Labeled outline lines
---+---
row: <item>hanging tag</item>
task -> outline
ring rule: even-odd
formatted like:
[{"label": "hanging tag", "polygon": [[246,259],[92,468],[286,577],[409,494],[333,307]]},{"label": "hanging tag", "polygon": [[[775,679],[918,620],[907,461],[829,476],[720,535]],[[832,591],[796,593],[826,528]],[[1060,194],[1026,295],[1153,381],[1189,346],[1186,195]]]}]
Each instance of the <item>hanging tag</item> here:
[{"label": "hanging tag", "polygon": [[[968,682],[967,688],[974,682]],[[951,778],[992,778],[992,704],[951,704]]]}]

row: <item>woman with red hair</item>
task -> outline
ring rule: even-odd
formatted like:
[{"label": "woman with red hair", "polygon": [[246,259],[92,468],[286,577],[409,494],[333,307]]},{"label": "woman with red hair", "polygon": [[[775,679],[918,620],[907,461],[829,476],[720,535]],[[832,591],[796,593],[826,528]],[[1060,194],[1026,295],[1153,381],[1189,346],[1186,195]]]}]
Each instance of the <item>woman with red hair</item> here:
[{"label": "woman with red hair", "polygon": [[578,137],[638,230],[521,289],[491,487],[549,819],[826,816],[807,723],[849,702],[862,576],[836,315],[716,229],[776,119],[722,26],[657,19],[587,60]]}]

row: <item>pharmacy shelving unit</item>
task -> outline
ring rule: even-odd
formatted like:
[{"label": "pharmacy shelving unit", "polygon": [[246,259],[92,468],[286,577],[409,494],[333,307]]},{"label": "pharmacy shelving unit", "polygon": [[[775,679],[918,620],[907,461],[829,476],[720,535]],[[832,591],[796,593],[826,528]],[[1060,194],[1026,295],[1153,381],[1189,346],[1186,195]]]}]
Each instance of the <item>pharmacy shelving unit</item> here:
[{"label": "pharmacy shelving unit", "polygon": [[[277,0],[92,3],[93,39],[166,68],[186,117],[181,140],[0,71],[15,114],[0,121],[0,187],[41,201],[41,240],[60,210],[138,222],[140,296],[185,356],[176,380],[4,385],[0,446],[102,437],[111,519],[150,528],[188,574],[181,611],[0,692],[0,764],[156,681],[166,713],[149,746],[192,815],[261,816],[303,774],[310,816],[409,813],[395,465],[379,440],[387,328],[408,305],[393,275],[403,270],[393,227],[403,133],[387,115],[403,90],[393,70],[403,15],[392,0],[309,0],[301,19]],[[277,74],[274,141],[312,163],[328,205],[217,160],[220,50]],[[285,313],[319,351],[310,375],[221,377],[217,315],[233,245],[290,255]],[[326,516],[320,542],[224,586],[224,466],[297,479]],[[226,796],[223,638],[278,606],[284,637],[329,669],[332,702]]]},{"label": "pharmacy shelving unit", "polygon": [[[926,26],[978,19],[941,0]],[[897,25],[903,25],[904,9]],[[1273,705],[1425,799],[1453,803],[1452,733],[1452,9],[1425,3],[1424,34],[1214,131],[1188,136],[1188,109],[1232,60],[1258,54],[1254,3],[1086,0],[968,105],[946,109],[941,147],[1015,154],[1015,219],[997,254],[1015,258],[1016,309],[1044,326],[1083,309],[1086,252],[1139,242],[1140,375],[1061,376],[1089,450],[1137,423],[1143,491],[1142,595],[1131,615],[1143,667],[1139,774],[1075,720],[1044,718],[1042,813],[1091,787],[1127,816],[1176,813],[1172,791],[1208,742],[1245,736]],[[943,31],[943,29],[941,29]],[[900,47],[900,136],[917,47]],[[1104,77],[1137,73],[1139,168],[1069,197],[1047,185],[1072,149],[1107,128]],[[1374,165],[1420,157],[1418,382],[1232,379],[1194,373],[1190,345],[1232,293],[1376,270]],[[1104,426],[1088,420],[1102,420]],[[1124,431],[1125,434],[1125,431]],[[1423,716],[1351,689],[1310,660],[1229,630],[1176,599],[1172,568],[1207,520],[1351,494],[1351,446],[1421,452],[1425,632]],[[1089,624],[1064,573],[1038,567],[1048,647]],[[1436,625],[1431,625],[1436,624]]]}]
---+---
Written instruction – Rewrite the lines above, changing each "ring rule" to "fill rule" and leaving everything else untouched.

The solution –
row: <item>hanging tag</item>
task -> outline
fill rule: even-odd
formatted like:
[{"label": "hanging tag", "polygon": [[246,259],[92,468],[286,577],[409,494],[333,307]]},{"label": "hanging tag", "polygon": [[[775,679],[918,620],[907,461],[829,476],[720,535]],[[832,591],[796,593],[826,528]],[[1060,194],[1026,295],[1153,381],[1189,346],[1186,195]]]}]
Each instance of the <item>hanging tag</item> here:
[{"label": "hanging tag", "polygon": [[[968,682],[967,688],[974,682]],[[951,778],[992,778],[992,704],[951,704]]]}]

row: <item>woman with red hair</item>
task -> outline
fill rule: even-odd
formatted like:
[{"label": "woman with red hair", "polygon": [[246,259],[92,468],[286,577],[409,494],[333,307]]},{"label": "woman with red hair", "polygon": [[[775,679],[918,620],[907,461],[829,476],[720,535]],[[832,591],[796,593],[826,528]],[[1060,194],[1026,295],[1153,381],[1189,346],[1186,195]]]}]
Each instance of the <item>woman with red hair</item> here:
[{"label": "woman with red hair", "polygon": [[578,137],[638,230],[521,289],[491,487],[549,819],[826,816],[807,723],[849,702],[862,576],[836,315],[716,229],[776,119],[722,26],[657,19],[587,60]]}]

row: <item>pharmacy shelving unit</item>
task -> outline
fill rule: even-odd
formatted like:
[{"label": "pharmacy shelving unit", "polygon": [[246,259],[92,468],[286,577],[409,494],[333,307]]},{"label": "pharmacy shelving unit", "polygon": [[[775,679],[918,620],[907,461],[829,476],[720,535]],[[832,591],[796,593],[826,528]],[[1060,194],[1026,295],[1153,381],[1189,346],[1186,195]]]}]
Each instance of the <item>pharmacy shelving unit</item> here:
[{"label": "pharmacy shelving unit", "polygon": [[[277,0],[92,3],[93,39],[166,68],[186,117],[181,140],[0,71],[15,114],[0,121],[0,187],[41,201],[41,240],[60,210],[138,222],[140,296],[185,356],[176,380],[4,385],[0,446],[102,437],[111,519],[150,528],[188,574],[181,611],[0,692],[0,764],[156,681],[166,713],[149,746],[192,815],[261,816],[303,774],[310,816],[409,813],[395,465],[379,440],[387,328],[408,305],[393,275],[403,270],[393,227],[403,133],[387,115],[403,90],[393,70],[403,15],[392,0],[309,0],[301,19]],[[277,74],[274,141],[312,163],[328,205],[217,160],[220,50]],[[285,313],[319,351],[310,375],[221,377],[217,315],[233,245],[290,255]],[[326,516],[320,542],[224,586],[224,466],[297,479]],[[226,796],[223,638],[278,606],[284,637],[329,669],[332,702]]]},{"label": "pharmacy shelving unit", "polygon": [[[926,26],[978,19],[941,0]],[[897,25],[903,25],[904,9]],[[1273,705],[1425,799],[1453,803],[1452,733],[1452,9],[1425,3],[1424,34],[1214,131],[1188,136],[1188,109],[1232,60],[1258,54],[1254,3],[1086,0],[968,105],[946,109],[941,147],[1015,154],[1015,219],[997,254],[1015,258],[1016,309],[1044,326],[1083,309],[1086,252],[1139,242],[1140,375],[1061,376],[1089,450],[1137,423],[1143,491],[1142,595],[1131,615],[1143,667],[1139,774],[1075,720],[1044,718],[1042,813],[1091,787],[1127,816],[1176,813],[1172,791],[1208,742],[1245,736]],[[943,31],[943,29],[941,29]],[[900,47],[900,136],[917,47]],[[1104,77],[1137,73],[1139,168],[1069,197],[1047,185],[1072,149],[1107,128]],[[1374,165],[1420,157],[1418,382],[1232,379],[1194,373],[1190,345],[1232,293],[1376,270]],[[1104,426],[1088,420],[1102,420]],[[1124,431],[1125,434],[1125,431]],[[1423,716],[1351,689],[1310,660],[1229,630],[1176,599],[1172,568],[1207,520],[1351,494],[1351,446],[1421,452],[1425,632]],[[1089,624],[1064,573],[1038,567],[1048,647]],[[1436,625],[1431,625],[1436,624]]]}]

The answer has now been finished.